AIM OF THE EXERCISE:
All records shown below should be given again, character for character.

RECORDS PROVIDED:
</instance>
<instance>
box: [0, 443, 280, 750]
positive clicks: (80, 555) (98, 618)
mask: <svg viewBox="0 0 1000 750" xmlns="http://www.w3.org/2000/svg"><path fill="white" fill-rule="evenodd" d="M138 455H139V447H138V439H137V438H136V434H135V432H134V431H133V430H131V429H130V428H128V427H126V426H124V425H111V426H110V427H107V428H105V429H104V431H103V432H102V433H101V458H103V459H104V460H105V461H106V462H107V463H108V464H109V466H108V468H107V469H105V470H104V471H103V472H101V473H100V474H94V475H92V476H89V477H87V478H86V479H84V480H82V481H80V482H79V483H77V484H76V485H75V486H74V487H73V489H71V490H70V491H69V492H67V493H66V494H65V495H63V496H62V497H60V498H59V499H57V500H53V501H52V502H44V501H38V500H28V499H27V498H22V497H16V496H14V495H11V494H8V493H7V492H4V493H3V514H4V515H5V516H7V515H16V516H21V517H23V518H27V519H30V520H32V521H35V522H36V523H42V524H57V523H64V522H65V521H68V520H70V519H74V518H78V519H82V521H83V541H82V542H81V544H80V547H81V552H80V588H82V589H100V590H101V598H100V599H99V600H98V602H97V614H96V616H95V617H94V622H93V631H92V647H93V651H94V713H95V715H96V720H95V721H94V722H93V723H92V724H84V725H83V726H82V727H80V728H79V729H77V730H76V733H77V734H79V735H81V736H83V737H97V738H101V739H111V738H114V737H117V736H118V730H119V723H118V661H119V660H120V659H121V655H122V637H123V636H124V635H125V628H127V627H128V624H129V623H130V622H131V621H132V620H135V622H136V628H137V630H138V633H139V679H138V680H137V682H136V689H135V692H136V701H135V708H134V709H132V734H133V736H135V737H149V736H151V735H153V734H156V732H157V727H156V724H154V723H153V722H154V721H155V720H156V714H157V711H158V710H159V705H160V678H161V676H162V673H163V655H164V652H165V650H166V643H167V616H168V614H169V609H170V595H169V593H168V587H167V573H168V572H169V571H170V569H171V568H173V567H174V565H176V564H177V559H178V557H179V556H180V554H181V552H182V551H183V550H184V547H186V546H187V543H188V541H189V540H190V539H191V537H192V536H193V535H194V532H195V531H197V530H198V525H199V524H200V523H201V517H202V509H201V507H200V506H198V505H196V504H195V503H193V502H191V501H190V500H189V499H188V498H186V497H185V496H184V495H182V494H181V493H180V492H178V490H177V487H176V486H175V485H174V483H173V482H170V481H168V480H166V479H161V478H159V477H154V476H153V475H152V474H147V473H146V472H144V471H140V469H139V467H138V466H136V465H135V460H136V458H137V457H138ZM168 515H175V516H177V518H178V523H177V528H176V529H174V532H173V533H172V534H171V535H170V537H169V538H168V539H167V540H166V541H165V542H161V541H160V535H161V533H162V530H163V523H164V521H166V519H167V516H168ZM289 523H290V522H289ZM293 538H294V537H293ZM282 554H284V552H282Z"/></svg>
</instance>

YOUR RESPONSE:
</instance>
<instance>
box: [0, 443, 280, 750]
positive clicks: (80, 555) (98, 618)
mask: <svg viewBox="0 0 1000 750" xmlns="http://www.w3.org/2000/svg"><path fill="white" fill-rule="evenodd" d="M138 455H139V447H138V439H137V438H136V434H135V432H134V431H133V430H131V429H130V428H128V427H126V426H124V425H111V426H110V427H107V428H105V429H104V431H103V432H102V433H101V458H103V459H104V460H105V461H106V462H107V463H108V464H109V466H108V468H107V469H105V470H104V471H103V472H101V473H100V474H94V475H92V476H89V477H87V478H86V479H84V480H82V481H80V482H79V483H77V484H76V485H75V486H74V487H73V489H71V490H70V491H69V492H67V493H66V494H65V495H63V496H62V497H60V498H59V499H57V500H53V501H52V502H44V501H38V500H28V499H27V498H22V497H16V496H14V495H11V494H8V493H7V492H4V493H3V514H4V515H5V516H7V515H16V516H21V517H23V518H27V519H30V520H32V521H35V522H36V523H42V524H57V523H64V522H65V521H68V520H70V519H74V518H78V519H82V521H83V541H82V542H81V544H80V547H81V552H80V588H82V589H100V590H101V598H100V599H99V600H98V602H97V614H96V616H95V617H94V622H93V631H92V647H93V651H94V713H95V715H96V720H95V721H94V722H93V723H92V724H84V725H83V726H82V727H80V728H79V729H77V730H76V733H77V734H79V735H81V736H83V737H97V738H101V739H111V738H114V737H117V736H118V730H119V723H118V661H119V660H120V659H121V655H122V637H123V636H124V635H125V628H127V627H128V624H129V623H130V622H131V621H132V620H135V622H136V628H137V630H138V633H139V679H138V680H137V682H136V689H135V692H136V701H135V708H134V709H132V734H133V736H135V737H149V736H151V735H153V734H156V732H157V727H156V724H154V723H153V722H154V721H155V720H156V714H157V711H158V710H159V705H160V678H161V676H162V673H163V655H164V652H165V650H166V643H167V616H168V614H169V609H170V595H169V593H168V587H167V573H168V572H169V571H170V569H171V568H173V567H174V565H176V564H177V559H178V557H179V556H180V554H181V552H182V551H183V550H184V547H186V546H187V543H188V541H189V540H190V539H191V537H192V536H193V535H194V532H195V531H197V530H198V525H199V524H200V523H201V517H202V509H201V507H200V506H198V505H196V504H195V503H193V502H191V501H190V500H189V499H188V498H186V497H185V496H184V495H182V494H181V493H180V492H178V490H177V487H176V486H175V485H174V483H173V482H170V481H168V480H166V479H161V478H159V477H154V476H153V475H152V474H147V473H146V472H144V471H140V469H139V467H138V466H136V465H135V460H136V458H137V457H138ZM168 515H175V516H177V518H178V523H177V528H176V529H174V532H173V533H172V534H171V535H170V537H169V538H168V539H167V540H166V541H165V542H161V541H160V535H161V533H162V530H163V523H164V521H166V519H167V516H168ZM289 523H290V522H289ZM293 538H294V537H293ZM282 554H284V552H282Z"/></svg>
</instance>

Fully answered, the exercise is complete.